*Exercise tasks*:
A: In the Cloquet School Board article, how many days was the teacher absent from school after her mother's death?
B: Please copy the Cloquet School Board article word for word, between "The situation stemmed" and "in similar cases.", inclusive.
C: Name every person who is directly quoted in the Cloquet School Board article.

*Reading passage*:

= Beginning of Section =

Cloquet School Board meets over teacher grievance
A special meeting of the Cloquet School Board was held Monday to determine whether a teacher’s absences due to a family death should be recorded as sick days, personal days or “deduct” days. It was the first time anyone could remember such a problem warranting a special school board session.By: Jana Peterson, Pine Journal
A special meeting of the Cloquet School Board was held Monday to determine whether a teacher’s absences due to a family death should be recorded as sick days, personal days or “deduct” days. It was the first time anyone could remember such a problem warranting a special school board session.
“First of all, this is highly unusual for this [type of grievance] to come to this level,” said Evan Sandstedt, regional union representative for Education Minnesota. “A lot of these [situations] are worked out at a more informal step – so the fact that we’ve gotten here is a little disconcerting.”
Not strictly adhering to the grievance process and contract language that seemed open to interpretation were listed as the main reasons the two groups were at the table Monday.
“None of this is personal,” said Cloquet Schools Superintendent Ken Scarbrough. “Our talk might sound a little clinical but we’re talking about a death in the family and we’re cognizant of the tragic situation that took place here.”
The situation stemmed from the unexpected death of Washington Elementary School teacher Julie Schultz’s mother in January. In all, Schultz was absent from school for eight days, which in itself was not the problem, according to all involved.
“I told her to do what she needed to do and that her [class] room was covered,” said Washington Principal Randy Thudin.
After discussion at the meeting, the board voted unanimously in favor of Schultz and to change the personal day and “deduct” day (a day in which some of a teacher’s pay is deducted) to sick days as the union requested.
The unanimous vote in her favor came because Thudin admittedly missed a deadline in the grievance process and because the union presented two previous instances where sick days were used in similar cases.
“If we honored it in the past and the contract is the same – that to me is kind of hard to [go against],” said board member Rose Scheuer.
Both sides agreed the language regarding time away from the job should be re-worked during the next contract negotiations.
“We think there is some language [referring to this] – but it’s very muddy,” said Betty Langenbrunner, Cloquet’s Education Minnesota representative. “We want to clean up the language.”

= End of Section =

*Dataset entries*:
= Beginning of Section =

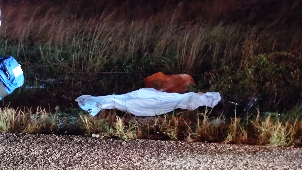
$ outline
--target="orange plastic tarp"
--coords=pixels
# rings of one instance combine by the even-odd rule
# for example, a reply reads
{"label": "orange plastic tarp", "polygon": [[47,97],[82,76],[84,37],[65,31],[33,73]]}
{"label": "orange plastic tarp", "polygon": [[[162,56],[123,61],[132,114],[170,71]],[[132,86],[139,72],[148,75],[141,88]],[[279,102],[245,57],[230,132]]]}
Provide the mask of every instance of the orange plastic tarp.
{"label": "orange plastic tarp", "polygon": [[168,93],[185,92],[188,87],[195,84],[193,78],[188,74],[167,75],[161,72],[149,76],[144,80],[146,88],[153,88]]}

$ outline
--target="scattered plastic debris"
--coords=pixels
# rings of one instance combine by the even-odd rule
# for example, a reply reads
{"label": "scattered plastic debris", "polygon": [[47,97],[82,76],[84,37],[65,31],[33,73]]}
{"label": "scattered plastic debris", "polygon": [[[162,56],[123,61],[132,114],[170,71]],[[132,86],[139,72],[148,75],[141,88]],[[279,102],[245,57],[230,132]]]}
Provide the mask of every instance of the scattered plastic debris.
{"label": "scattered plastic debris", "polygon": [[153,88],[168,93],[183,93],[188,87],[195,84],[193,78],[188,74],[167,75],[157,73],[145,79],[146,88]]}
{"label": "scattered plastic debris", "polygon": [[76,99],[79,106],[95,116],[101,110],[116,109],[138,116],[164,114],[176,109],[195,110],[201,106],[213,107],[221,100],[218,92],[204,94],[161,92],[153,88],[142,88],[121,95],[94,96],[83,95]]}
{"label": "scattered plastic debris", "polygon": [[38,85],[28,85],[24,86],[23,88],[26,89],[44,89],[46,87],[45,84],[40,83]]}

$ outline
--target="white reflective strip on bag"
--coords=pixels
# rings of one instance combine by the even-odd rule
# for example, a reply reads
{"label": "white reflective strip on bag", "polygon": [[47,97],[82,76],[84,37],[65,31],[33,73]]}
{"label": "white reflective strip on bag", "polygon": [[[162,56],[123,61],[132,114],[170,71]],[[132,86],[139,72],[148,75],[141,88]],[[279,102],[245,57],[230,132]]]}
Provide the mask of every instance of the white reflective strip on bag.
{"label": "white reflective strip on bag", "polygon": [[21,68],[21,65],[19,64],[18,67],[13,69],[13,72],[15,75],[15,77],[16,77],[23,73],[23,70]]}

= End of Section =

*Task answers*:
A: Eight days.

B:
The situation stemmed from the unexpected death of Washington Elementary School teacher Julie Schultz’s mother in January. In all, Schultz was absent from school for eight days, which in itself was not the problem, according to all involved.
“I told her to do what she needed to do and that her [class] room was covered,” said Washington Principal Randy Thudin.
After discussion at the meeting, the board voted unanimously in favor of Schultz and to change the personal day and “deduct” day (a day in which some of a teacher’s pay is deducted) to sick days as the union requested.
The unanimous vote in her favor came because Thudin admittedly missed a deadline in the grievance process and because the union presented two previous instances where sick days were used in similar cases.

C: Evan Sandstedt, Ken Scarbrough, Randy Thudin, Rose Scheuer, Betty Langenbrunner